◆ What the task asks: Go through the lines below and retype each one exactly.

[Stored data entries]

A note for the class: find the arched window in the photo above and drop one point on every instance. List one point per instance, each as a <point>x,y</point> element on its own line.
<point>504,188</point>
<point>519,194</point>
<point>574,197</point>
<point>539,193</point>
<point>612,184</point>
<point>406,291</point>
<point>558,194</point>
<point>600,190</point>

◆ Solution:
A note for the class: find the arched window in the photo above and drop one point on every instance. List one point per instance, each as a <point>x,y</point> element on its own line.
<point>504,188</point>
<point>519,194</point>
<point>574,197</point>
<point>539,193</point>
<point>612,184</point>
<point>406,291</point>
<point>558,194</point>
<point>600,190</point>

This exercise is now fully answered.